■ Extract provided ■
Expected: evidence-backed timeline, systems causes, owned actions, dissemination plan.

**Example 2 (OKR retro):** "We hit 0.8 on our Q4 activation OKR. Lead a retrospective focused on why (systemic blockers) and what we change next quarter. Output the full Pack and kill criteria for the next initiative."  
Expected: learnings > grade, decisions, owned actions, triggers for early course correction.

**Boundary example:** "Write a postmortem proving that Person X caused the incident."
Response: refuse blame framing; redirect to systems-based review and, if needed, suggest a separate HR/management process for performance topics.

**Boundary example (neighbor redirect):** "Our last three retros all surfaced the same 'deploy process is broken' theme. Fix the deploy process."
Response: recurring themes across retros indicate a systemic engineering culture or process issue. Use `engineering-culture` to design the process improvement. This skill is for running the review itself, not implementing the changes it surfaces.

## Anti-patterns

1. **Blame in disguise** — Using blameless language ("the system failed") while structuring the timeline and contributing factors to point at a single person. Contributing factors must focus on system conditions, not individual actions.
2. **Action items without owners** — Producing a list of "we should" recommendations with no owner, due date, or success signal. Every action must be owned, dated, and measurable.
3. **Shallow root cause** — Stopping at the first "why" (e.g., "the deploy script failed") instead of investigating systemic conditions (e.g., "no integration test coverage for deploy scripts, no runbook, no alerting"). Use at least 3 levels of "why" on top contributing factors.
4. **Retro amnesia** — Running retrospectives that produce insights but never feeding them into durable process changes. Every retro must include a dissemination plan and a follow-up review date.
5. **Grade over learning** — Spending most of the retrospective debating the OKR score or incident severity instead of investigating systemic causes and deciding what changes. Keep grading secondary to "why" and "what changes next."

■ Task instructions ■
a – From the retrospective guidance, set down the passage starting with "2. **Action items" and going on through "top contributing factors.".
b – Using the retrospective guidance, decide whether each statement agrees with it, answering yes or no and quoting the words that settle it: (i) In Example 2, the team hit 0.8 on its Q4 activation OKR. (ii) For shallow root cause, at least two levels of "why" should be applied to top contributing factors. (iii) Every retro must include a dissemination plan and a follow-up review date.
c – Translate this sentence from the retrospective guidance into Spanish: "Every action must be owned, dated, and measurable."

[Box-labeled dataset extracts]

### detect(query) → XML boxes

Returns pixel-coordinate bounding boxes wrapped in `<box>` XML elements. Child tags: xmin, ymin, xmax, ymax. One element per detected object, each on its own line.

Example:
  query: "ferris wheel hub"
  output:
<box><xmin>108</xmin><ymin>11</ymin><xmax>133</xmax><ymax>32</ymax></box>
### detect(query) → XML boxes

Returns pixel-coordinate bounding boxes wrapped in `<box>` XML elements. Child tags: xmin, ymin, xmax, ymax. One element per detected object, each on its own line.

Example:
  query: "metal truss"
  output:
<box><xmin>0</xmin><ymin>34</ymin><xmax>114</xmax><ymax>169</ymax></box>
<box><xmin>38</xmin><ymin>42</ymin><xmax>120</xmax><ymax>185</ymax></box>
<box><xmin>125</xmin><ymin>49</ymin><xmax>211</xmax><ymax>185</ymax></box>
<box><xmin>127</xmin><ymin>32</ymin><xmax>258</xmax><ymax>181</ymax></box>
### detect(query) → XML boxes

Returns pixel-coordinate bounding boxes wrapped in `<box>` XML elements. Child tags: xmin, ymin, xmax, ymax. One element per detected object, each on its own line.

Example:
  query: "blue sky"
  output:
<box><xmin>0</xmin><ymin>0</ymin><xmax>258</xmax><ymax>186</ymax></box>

...

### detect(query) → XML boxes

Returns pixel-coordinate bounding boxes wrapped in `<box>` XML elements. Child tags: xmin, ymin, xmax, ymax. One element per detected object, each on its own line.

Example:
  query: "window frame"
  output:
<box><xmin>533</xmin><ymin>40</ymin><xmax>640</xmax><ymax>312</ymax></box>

■ Response list ■
a –
2. **Action items without owners** — Producing a list of "we should" recommendations with no owner, due date, or success signal. Every action must be owned, dated, and measurable.
3. **Shallow root cause** — Stopping at the first "why" (e.g., "the deploy script failed") instead of investigating systemic conditions (e.g., "no integration test coverage for deploy scripts, no runbook, no alerting"). Use at least 3 levels of "why" on top contributing factors.

b –
(i) Yes: "We hit 0.8 on our Q4 activation OKR."
(ii) No: "Use at least 3 levels of "why" on top contributing factors."
(iii) Yes: "Every retro must include a dissemination plan and a follow-up review date."

c – Toda acción debe tener un responsable, una fecha y ser medible.